** begin Supplied records **

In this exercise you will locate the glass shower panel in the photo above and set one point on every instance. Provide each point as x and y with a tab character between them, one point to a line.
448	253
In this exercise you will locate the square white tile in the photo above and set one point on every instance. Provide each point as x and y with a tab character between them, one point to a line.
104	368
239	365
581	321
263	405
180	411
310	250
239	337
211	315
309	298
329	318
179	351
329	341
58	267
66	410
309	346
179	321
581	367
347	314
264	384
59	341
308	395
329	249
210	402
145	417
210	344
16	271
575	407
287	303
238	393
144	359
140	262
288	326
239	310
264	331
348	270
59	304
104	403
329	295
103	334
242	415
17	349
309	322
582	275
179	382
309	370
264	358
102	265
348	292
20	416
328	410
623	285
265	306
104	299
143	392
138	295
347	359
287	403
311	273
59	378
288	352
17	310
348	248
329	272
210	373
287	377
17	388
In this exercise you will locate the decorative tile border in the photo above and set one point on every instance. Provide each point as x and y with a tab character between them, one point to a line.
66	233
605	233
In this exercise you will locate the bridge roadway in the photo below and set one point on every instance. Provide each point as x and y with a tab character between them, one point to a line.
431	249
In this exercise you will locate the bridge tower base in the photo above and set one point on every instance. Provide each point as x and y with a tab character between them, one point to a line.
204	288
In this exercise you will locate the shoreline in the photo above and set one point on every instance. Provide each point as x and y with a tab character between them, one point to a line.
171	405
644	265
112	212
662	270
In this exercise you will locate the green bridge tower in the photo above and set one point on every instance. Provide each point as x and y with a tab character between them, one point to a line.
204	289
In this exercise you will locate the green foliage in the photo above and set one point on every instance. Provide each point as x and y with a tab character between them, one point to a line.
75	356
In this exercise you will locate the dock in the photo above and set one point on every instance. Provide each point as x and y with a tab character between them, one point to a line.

** end Supplied records **

» **What the task requires**
Copy all of the records above word for word, keeping every line as it is.

» **Result**
In this exercise you will locate the glass shower panel in the photo above and set one point on every instance. Provide each point as x and y with a tab character between them, one point to a line.
448	253
In this exercise you will locate the square white tile in the photo above and set one point on every instance. Provide each point as x and y with a tab character between them, one point to a line.
104	368
239	365
581	321
263	405
180	411
310	250
239	337
211	315
309	298
329	318
179	351
329	341
58	267
66	410
309	346
179	321
581	367
347	314
264	384
59	341
308	395
329	249
210	402
145	417
210	344
16	271
575	407
287	303
238	393
144	359
140	262
288	326
239	310
264	331
348	270
59	304
104	403
329	295
103	334
242	415
17	349
309	322
582	275
179	382
309	370
264	358
102	265
348	292
20	416
328	410
623	285
265	306
104	299
143	392
138	295
347	359
287	403
311	273
59	378
288	352
17	310
348	248
329	272
210	373
287	377
17	388
In this exercise you will locate the decorative tile border in the photo above and set one point on every instance. Provide each point as x and y with a tab character between them, one point to a line.
66	233
605	233
In this exercise you will locate the bridge roadway in the photo below and set one point on every instance. Provide each point as x and y with a tab character between them, one point to a line.
431	249
In this exercise you will locate the bridge tower base in the photo above and set one point on every instance. Provide each point as x and y with a tab character between them, one point to a line.
204	288
In this exercise you will locate the shoreline in the photo above and set one point on every instance. Provide each point as x and y with a tab character between them, one point to a line.
171	405
644	265
112	212
662	270
In this exercise you will locate the green bridge tower in the photo above and set one point on every instance. Provide each point as x and y with a tab character between them, one point to a line.
204	289
In this exercise you will locate the green foliage in the photo above and set one point on every instance. Provide each point as x and y with a tab character between them, one point to a line.
75	356
In this exercise you will locate the dock in the photo above and set one point on every instance. Provide each point as x and y with a tab character between them, one point to a line.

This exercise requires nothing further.